RECORD SET —

--- begin ---

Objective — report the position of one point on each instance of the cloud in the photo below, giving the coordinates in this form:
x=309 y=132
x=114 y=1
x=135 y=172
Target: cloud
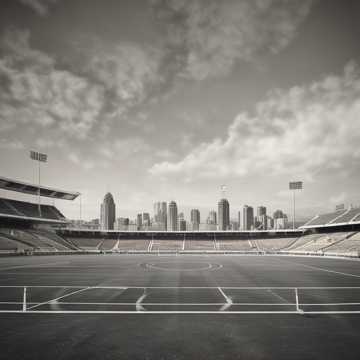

--- end ---

PROBLEM DESCRIPTION — Copy all of the rows above word for word, leaving out the picture.

TASK OUTPUT —
Objective — report the position of one point on each instance of the cloud in the photo below, giving the coordinates in this form:
x=309 y=132
x=114 y=1
x=135 y=172
Target: cloud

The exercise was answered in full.